▼▼▼
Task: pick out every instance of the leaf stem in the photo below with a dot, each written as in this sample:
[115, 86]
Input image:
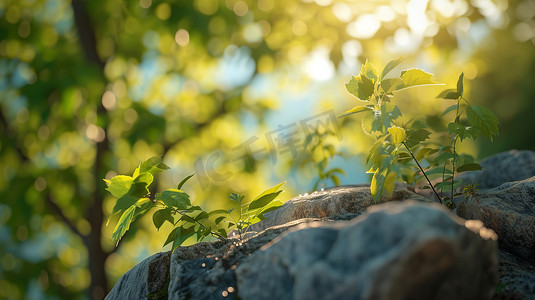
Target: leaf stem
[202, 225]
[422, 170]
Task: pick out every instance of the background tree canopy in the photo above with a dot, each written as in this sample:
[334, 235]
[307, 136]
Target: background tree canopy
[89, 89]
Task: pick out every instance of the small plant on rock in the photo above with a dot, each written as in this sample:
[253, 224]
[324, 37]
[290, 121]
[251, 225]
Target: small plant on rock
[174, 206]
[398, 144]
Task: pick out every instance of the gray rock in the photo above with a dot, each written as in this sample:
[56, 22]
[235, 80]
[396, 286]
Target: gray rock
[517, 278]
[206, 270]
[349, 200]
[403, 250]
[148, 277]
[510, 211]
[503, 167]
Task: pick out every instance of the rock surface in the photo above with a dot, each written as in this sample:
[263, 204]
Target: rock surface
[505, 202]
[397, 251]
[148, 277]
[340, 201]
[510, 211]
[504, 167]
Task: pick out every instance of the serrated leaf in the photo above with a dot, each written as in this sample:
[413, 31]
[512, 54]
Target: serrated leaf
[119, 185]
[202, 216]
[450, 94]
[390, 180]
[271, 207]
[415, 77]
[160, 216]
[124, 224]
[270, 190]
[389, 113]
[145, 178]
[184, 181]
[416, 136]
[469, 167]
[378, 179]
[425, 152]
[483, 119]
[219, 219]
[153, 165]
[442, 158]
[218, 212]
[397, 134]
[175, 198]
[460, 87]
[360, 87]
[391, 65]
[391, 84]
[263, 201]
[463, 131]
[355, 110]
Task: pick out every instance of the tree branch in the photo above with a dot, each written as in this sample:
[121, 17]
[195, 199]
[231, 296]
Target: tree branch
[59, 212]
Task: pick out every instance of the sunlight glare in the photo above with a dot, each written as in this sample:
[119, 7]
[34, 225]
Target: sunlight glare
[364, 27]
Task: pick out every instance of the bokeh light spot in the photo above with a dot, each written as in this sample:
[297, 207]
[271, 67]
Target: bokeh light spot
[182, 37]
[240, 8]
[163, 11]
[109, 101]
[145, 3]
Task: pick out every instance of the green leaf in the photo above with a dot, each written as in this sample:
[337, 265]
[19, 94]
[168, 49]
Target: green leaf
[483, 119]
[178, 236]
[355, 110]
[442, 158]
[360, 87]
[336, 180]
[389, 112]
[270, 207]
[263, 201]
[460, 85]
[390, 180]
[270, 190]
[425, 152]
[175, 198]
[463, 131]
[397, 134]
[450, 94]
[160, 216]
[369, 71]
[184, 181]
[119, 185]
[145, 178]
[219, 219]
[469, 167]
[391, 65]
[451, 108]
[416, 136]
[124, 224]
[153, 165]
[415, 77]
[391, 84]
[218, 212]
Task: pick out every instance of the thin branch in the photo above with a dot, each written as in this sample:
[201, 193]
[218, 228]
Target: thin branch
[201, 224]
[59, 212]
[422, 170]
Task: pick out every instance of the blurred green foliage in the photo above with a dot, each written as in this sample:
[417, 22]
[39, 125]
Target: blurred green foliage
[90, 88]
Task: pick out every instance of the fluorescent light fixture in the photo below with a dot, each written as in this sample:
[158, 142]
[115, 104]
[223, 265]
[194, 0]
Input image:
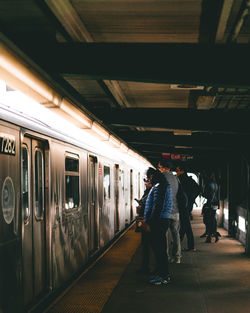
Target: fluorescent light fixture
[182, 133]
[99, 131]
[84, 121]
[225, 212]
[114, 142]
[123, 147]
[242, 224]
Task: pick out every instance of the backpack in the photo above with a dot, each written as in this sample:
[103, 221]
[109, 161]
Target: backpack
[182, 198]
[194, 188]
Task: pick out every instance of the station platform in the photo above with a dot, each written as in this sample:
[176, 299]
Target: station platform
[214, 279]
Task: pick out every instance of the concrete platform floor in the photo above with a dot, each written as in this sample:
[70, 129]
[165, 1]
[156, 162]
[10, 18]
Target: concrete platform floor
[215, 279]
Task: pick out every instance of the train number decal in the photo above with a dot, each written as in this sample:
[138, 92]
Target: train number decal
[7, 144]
▲▲▲
- WHAT TO DO
Copy out the lines above, from the line containing "Task: pick out every instance of the train" up to and including the last line, leaving nothing out, and shift every answer coordinate by -29. Keep the sample coordinates that show the format unchanged.

- SOLUTION FOR THIS TASK
Task: pick out every instance of the train number decal in the photo above with a dot, each written as in this sample:
[138, 92]
Target: train number decal
[-22, 115]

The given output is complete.